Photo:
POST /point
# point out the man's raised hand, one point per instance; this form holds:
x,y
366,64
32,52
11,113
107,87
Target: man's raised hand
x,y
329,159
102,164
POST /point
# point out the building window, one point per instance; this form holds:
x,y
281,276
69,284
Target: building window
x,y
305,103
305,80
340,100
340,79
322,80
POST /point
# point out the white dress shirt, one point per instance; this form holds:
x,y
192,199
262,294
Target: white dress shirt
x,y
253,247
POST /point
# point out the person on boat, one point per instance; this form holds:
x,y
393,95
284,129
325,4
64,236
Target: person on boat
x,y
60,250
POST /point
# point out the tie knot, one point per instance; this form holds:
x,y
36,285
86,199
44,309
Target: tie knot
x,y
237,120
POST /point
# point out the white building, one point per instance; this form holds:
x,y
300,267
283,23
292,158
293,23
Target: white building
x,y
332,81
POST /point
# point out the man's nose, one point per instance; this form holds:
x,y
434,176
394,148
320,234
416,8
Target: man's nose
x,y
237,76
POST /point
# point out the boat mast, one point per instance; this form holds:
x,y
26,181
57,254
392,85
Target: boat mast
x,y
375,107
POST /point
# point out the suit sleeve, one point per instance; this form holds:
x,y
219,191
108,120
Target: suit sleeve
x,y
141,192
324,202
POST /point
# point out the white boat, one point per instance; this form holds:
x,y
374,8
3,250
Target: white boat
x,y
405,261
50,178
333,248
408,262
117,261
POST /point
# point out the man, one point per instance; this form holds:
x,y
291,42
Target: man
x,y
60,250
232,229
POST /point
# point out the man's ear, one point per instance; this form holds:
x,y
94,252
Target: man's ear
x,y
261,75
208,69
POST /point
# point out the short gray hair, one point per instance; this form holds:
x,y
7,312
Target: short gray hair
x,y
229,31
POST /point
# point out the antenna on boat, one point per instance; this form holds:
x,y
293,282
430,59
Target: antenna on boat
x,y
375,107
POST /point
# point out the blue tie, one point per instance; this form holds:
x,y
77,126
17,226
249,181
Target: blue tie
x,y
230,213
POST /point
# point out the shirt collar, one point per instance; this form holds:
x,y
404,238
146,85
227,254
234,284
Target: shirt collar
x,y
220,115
======
Stated task - Reproduce the entries above in full, verbatim.

Result for this exercise -
Photo:
POST /point
# point out the man's raised hand, one point per instance; this form holds:
x,y
366,64
32,52
11,113
107,87
Target: man's raised hand
x,y
329,159
102,164
POST /point
# point out the building window, one point per instance; this form holds:
x,y
281,276
69,284
Target: building window
x,y
305,103
305,80
340,100
340,79
322,80
POST /point
# point out the white dress shirt, one point per instance; this form holds:
x,y
192,199
262,294
Target: white dress shirt
x,y
253,247
POST /point
# point out the person on boat, one point per instance; this form holds:
x,y
393,95
284,129
325,4
64,236
Target: person on boat
x,y
60,250
POST /point
# point out the tie knot, one point per instance; this form holds:
x,y
36,285
86,199
44,309
Target: tie knot
x,y
237,120
POST /point
# point out the white building, one point per instance; this form holds:
x,y
300,267
283,23
292,158
293,23
Target: white building
x,y
332,81
POST /point
# point out the man's nose, one point per instance; this form holds:
x,y
434,176
394,148
320,234
416,8
Target: man's nose
x,y
237,76
POST /point
# point out the boat mast, one point per instance; this form holds:
x,y
26,181
57,254
392,85
Target: boat mast
x,y
375,107
POST /point
# point out the suit sleeve, one point per instance; this form holds:
x,y
219,191
108,120
Target: suit sleeve
x,y
141,192
324,202
POST /point
# point out the white boat, one point per instance; this form holds:
x,y
374,8
3,250
Target: white boat
x,y
405,261
50,178
333,248
408,262
117,261
POST /point
# point out the man, one point per instance; this form holds:
x,y
291,42
Target: man
x,y
60,250
232,229
POST /point
# point out the man's ear, one point per instance; this form holds:
x,y
94,252
Target: man's ear
x,y
261,75
208,69
POST /point
# point out the short gray hair, one point per instance; this form holds:
x,y
7,312
Target: short gray hair
x,y
229,31
POST /point
# point out the antenna on boat, one point per instance; this form holds:
x,y
293,282
430,59
Target: antenna on boat
x,y
375,107
POST /point
# point out the blue tie, one point per instance; this form holds:
x,y
77,126
17,226
249,181
Target: blue tie
x,y
230,213
POST /point
# point out the shirt collar, one point per instance; this form holds:
x,y
404,238
146,85
227,254
234,284
Target: shirt collar
x,y
220,115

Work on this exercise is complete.